#### [Do this]
Please give the data below again in full, exactly as it stands.
— start Stored rows —
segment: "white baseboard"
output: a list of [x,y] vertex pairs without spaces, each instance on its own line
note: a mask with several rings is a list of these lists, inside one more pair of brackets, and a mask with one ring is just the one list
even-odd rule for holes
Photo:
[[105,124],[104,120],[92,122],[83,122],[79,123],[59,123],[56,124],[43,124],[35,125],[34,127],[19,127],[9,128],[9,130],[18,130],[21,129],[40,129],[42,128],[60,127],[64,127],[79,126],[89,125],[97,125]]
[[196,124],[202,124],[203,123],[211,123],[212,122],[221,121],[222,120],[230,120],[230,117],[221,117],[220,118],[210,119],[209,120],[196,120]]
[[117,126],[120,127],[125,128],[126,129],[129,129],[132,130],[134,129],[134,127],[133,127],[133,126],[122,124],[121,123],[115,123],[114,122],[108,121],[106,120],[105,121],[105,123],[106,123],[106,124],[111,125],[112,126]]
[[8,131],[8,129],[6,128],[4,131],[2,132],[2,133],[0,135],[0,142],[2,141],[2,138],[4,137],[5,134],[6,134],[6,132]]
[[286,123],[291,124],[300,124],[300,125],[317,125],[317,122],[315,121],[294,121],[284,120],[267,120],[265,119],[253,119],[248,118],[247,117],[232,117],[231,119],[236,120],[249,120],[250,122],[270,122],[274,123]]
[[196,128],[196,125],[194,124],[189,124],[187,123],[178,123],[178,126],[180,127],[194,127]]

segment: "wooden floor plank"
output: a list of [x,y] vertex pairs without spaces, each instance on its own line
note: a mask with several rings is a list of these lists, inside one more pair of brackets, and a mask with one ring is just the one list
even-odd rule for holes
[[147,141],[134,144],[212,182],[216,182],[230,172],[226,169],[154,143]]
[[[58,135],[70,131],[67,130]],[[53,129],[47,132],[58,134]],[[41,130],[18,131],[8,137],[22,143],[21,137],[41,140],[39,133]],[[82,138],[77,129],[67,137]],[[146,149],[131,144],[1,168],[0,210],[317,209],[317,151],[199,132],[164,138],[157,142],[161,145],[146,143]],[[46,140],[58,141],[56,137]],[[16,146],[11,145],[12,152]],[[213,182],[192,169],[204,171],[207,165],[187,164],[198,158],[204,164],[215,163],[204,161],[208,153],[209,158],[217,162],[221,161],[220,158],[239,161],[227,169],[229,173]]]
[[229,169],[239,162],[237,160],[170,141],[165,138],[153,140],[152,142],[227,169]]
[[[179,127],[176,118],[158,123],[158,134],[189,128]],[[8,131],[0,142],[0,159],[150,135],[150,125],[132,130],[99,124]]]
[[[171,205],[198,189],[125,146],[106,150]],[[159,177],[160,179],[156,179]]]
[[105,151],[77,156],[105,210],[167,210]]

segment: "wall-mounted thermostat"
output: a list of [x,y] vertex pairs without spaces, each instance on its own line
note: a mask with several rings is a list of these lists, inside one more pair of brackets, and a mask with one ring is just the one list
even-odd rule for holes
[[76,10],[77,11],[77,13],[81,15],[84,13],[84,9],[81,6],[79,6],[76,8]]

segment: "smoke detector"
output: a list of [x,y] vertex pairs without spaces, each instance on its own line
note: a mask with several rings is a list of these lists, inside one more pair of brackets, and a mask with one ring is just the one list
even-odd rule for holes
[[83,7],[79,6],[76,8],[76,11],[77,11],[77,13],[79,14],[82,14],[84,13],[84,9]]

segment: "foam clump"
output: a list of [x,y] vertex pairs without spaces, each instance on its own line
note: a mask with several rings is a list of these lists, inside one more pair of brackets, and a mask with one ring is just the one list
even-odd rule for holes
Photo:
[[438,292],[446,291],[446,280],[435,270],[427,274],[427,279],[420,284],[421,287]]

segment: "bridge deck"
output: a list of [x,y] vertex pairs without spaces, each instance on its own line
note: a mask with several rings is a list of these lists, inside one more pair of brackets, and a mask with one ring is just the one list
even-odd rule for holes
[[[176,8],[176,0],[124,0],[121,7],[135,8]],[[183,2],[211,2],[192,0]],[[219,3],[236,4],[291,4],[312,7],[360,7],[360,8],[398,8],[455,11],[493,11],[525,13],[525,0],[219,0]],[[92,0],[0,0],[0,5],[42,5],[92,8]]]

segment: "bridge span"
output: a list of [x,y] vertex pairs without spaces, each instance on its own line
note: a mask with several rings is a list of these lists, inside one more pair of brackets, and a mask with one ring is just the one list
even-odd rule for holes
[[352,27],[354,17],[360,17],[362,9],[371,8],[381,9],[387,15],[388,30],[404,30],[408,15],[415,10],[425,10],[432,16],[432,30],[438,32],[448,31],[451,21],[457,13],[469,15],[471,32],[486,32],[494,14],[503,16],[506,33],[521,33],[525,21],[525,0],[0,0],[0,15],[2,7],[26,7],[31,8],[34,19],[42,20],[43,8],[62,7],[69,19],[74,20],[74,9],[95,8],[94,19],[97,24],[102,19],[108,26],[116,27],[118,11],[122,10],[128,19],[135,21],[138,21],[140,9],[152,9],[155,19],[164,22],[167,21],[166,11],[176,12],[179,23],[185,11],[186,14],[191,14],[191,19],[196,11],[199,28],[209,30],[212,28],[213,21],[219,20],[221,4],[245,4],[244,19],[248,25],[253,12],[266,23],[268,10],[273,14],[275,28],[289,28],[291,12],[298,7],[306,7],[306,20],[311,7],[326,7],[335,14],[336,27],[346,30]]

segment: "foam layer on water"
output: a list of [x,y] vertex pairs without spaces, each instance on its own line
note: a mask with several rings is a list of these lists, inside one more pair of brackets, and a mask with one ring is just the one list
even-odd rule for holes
— end Stored rows —
#### [Answer to this problem]
segment: "white baseboard"
output: a list of [x,y] vertex pairs without spaces, each instance on its own line
note: a mask with several rings is a list of these lists, inside one more pair of brackets, and a mask with one ring is just the one list
even-odd rule for holes
Photo:
[[105,124],[104,120],[92,122],[83,122],[79,123],[59,123],[56,124],[43,124],[35,125],[34,127],[19,127],[9,128],[9,130],[18,130],[21,129],[40,129],[42,128],[60,127],[64,127],[79,126],[89,125],[97,125]]
[[196,124],[202,124],[203,123],[211,123],[212,122],[221,121],[222,120],[230,120],[230,117],[221,117],[220,118],[210,119],[209,120],[196,120]]
[[117,126],[120,127],[125,128],[126,129],[129,129],[132,130],[134,129],[134,127],[133,127],[133,126],[122,124],[121,123],[115,123],[114,122],[108,121],[106,120],[105,121],[105,123],[106,123],[106,124],[111,125],[112,126]]
[[8,131],[8,129],[6,128],[4,131],[2,132],[2,133],[0,135],[0,142],[2,141],[2,138],[4,137],[5,134],[6,134],[6,132]]
[[286,123],[291,124],[300,124],[300,125],[317,125],[317,122],[315,121],[294,121],[284,120],[267,120],[265,119],[253,119],[248,118],[247,117],[232,117],[231,119],[236,120],[249,120],[250,122],[270,122],[274,123]]
[[196,128],[196,125],[194,124],[189,124],[187,123],[178,123],[178,126],[180,127],[194,127]]

segment: "wooden floor plank"
output: a list of [x,y] vertex pairs without spaces, each instance on its own line
note: a mask with several rings is a list of these lists, inside one more pair of brackets, and a mask with one ring is just the one list
even-odd rule for holes
[[147,141],[134,144],[212,182],[216,182],[230,172],[226,169],[154,143]]
[[[58,135],[70,131],[67,130]],[[53,129],[47,132],[58,134]],[[41,130],[18,131],[8,137],[22,143],[21,137],[41,140],[39,133]],[[82,138],[77,129],[67,137]],[[146,149],[131,144],[1,168],[0,210],[317,209],[317,151],[199,132],[164,138],[157,142],[161,145],[146,143]],[[46,140],[58,141],[56,137]],[[16,146],[11,145],[12,152]],[[213,182],[192,169],[204,171],[207,165],[187,164],[198,158],[204,164],[215,163],[204,161],[208,153],[209,158],[217,162],[221,161],[220,158],[239,161],[227,169],[229,173]]]
[[229,169],[239,162],[237,160],[170,141],[165,138],[153,140],[152,142],[227,169]]
[[[179,127],[176,118],[158,123],[158,134],[189,128]],[[8,131],[0,142],[0,159],[150,135],[150,125],[132,130],[99,124]]]
[[[171,205],[198,189],[125,146],[106,150]],[[159,177],[160,179],[156,179]]]
[[105,151],[77,156],[105,210],[167,210]]

segment: "wall-mounted thermostat"
output: a list of [x,y] vertex pairs without spaces, each instance on its own line
note: a mask with several rings is a list of these lists, inside one more pair of brackets, and a mask with one ring is just the one list
even-odd rule for holes
[[76,10],[77,11],[77,13],[81,15],[84,13],[84,9],[81,6],[79,6],[76,8]]

segment: "smoke detector"
output: a list of [x,y] vertex pairs without spaces, each instance on its own line
note: a mask with several rings is a list of these lists, inside one more pair of brackets, and a mask with one ring is just the one list
even-odd rule for holes
[[83,7],[79,6],[76,8],[76,11],[77,11],[77,13],[79,14],[82,14],[84,13],[84,9]]

segment: "foam clump"
output: a list of [x,y] vertex pairs without spaces, each instance on its own line
note: a mask with several rings is a list of these lists, inside one more pair of brackets, and a mask with one ring is just the one list
even-odd rule for holes
Photo:
[[438,292],[446,291],[446,280],[435,270],[427,274],[427,279],[420,284],[421,287]]

segment: "bridge deck"
output: a list of [x,y] vertex pairs without spaces, each instance on its own line
note: a mask with several rings is a list of these lists, inside one more pair of brackets, and a mask with one ring is just the one list
even-odd rule for holes
[[[176,8],[176,0],[124,0],[121,7],[135,8]],[[183,2],[211,2],[192,0]],[[219,3],[236,4],[291,4],[312,7],[360,7],[360,8],[398,8],[455,11],[493,11],[525,13],[525,0],[219,0]],[[92,0],[0,0],[0,5],[42,5],[92,8]]]

segment: "bridge span"
output: a list of [x,y] vertex pairs without spaces, each instance on its own line
note: a mask with several rings is a list of these lists, inside one more pair of brackets, and a mask with one ring is just the one list
even-odd rule for holes
[[352,27],[354,17],[360,17],[362,9],[371,8],[381,9],[387,15],[388,30],[404,30],[408,15],[415,10],[425,10],[432,16],[432,30],[438,32],[448,31],[451,21],[457,13],[469,15],[471,32],[486,32],[494,14],[503,16],[506,33],[521,33],[525,21],[525,0],[0,0],[0,15],[2,7],[26,7],[31,8],[34,19],[42,20],[43,8],[62,7],[69,19],[74,20],[74,9],[95,8],[94,19],[97,24],[102,19],[108,26],[116,27],[118,11],[122,10],[128,19],[135,21],[138,21],[140,9],[152,9],[155,19],[164,22],[167,21],[166,11],[176,12],[179,23],[185,11],[186,14],[191,14],[191,19],[196,11],[199,28],[209,30],[212,28],[213,21],[219,20],[221,4],[245,4],[244,19],[248,25],[253,12],[266,23],[268,10],[273,14],[275,28],[289,28],[291,12],[298,7],[306,7],[306,20],[311,7],[326,7],[335,14],[336,27],[346,30]]

segment: "foam layer on water"
output: a list of [x,y] vertex pairs without spaces, each instance on its own line
note: a mask with several rings is a list of these lists, inside one more pair of brackets, and a mask with one ring is just the one list
even-odd rule for holes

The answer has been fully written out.